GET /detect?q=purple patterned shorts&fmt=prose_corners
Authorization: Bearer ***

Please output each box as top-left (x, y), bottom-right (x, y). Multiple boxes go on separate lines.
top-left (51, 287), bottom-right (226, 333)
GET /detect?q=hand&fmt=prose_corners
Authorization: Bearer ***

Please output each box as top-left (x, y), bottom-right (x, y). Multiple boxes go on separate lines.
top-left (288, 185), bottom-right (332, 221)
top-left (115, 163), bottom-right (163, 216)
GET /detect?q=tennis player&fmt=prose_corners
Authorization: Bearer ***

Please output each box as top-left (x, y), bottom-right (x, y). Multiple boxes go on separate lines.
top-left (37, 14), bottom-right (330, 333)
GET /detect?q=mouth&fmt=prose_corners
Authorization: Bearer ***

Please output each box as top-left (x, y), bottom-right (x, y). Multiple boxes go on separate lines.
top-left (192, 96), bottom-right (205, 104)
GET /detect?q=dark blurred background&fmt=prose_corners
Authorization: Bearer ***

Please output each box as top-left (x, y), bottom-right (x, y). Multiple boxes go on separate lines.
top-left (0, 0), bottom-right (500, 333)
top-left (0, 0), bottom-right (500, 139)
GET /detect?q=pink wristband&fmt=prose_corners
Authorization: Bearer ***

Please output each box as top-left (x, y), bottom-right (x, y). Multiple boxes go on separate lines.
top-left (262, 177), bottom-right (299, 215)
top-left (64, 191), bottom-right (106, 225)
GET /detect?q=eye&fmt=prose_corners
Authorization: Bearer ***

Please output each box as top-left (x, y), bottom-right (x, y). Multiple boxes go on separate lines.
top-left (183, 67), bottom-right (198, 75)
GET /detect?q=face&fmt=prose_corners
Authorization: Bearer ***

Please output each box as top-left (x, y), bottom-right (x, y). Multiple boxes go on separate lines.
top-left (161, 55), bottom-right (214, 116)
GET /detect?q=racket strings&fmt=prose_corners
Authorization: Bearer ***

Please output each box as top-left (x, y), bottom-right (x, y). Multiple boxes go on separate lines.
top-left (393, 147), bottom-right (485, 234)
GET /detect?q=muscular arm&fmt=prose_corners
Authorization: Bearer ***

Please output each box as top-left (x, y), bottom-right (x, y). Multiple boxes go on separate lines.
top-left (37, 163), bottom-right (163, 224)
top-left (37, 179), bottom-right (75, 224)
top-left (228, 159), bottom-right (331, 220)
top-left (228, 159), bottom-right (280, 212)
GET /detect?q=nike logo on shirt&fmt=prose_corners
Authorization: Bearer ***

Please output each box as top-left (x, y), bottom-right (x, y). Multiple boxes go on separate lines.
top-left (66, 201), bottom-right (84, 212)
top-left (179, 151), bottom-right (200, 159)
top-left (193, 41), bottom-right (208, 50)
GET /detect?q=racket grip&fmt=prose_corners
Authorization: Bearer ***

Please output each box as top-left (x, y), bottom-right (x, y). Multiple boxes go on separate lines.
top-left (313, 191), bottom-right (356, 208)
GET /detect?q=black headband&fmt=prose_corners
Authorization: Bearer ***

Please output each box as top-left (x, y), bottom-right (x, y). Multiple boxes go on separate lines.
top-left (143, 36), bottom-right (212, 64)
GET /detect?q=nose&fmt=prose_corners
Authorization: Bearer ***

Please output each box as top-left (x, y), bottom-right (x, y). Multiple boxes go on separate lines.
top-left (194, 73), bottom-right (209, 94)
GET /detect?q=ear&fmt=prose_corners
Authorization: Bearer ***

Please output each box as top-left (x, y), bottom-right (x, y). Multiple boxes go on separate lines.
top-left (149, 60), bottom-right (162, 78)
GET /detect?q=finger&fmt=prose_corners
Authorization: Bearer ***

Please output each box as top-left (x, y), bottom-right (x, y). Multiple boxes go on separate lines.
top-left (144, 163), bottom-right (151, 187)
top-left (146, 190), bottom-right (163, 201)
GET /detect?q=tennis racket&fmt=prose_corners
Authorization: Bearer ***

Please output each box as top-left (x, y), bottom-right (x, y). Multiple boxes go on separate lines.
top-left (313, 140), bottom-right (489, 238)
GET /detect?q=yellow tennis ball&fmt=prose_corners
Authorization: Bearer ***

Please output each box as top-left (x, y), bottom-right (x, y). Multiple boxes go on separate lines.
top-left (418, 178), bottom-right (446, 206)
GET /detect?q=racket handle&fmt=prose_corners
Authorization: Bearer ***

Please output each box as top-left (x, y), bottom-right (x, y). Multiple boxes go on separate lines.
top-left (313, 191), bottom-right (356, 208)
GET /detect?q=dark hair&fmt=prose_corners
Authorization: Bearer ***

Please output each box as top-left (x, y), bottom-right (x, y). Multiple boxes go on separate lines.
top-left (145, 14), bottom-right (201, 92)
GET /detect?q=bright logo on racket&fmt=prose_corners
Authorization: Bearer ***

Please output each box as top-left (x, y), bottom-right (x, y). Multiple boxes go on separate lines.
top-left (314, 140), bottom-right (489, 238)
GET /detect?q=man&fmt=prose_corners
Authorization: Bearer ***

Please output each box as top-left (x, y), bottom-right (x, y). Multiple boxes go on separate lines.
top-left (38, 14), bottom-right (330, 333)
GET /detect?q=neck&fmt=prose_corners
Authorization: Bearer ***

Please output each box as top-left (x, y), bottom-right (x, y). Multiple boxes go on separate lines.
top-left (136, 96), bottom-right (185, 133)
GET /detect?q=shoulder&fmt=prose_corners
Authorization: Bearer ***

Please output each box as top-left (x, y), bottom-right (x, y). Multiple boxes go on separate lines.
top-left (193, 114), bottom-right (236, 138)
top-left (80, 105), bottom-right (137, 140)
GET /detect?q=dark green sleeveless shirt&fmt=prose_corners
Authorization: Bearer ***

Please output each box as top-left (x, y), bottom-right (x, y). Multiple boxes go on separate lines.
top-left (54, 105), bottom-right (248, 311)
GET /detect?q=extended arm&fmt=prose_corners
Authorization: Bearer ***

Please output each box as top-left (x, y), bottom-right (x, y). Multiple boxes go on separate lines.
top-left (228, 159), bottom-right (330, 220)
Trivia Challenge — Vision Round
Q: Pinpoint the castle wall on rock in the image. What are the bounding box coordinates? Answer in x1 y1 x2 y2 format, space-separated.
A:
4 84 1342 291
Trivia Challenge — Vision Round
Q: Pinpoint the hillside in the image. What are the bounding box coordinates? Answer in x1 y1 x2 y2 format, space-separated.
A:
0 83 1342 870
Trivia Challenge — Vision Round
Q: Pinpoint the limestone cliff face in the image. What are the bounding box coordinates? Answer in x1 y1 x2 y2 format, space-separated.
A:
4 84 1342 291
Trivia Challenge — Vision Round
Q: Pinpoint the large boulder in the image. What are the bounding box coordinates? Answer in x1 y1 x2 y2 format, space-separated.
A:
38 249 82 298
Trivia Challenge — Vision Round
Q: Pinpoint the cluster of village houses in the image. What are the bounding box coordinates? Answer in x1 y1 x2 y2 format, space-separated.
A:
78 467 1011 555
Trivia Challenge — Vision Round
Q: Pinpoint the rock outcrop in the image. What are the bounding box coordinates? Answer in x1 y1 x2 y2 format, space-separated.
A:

******

-- Task prompt --
Which lines in the entries above contain the word "dark"? Gather every one of them.

-- Problem solution --
GET /detect?q=dark blurred background&fmt=prose_corners
GET /detect?q=dark hair&fmt=prose_corners
GET /detect?q=dark green sleeveless shirt&fmt=prose_corners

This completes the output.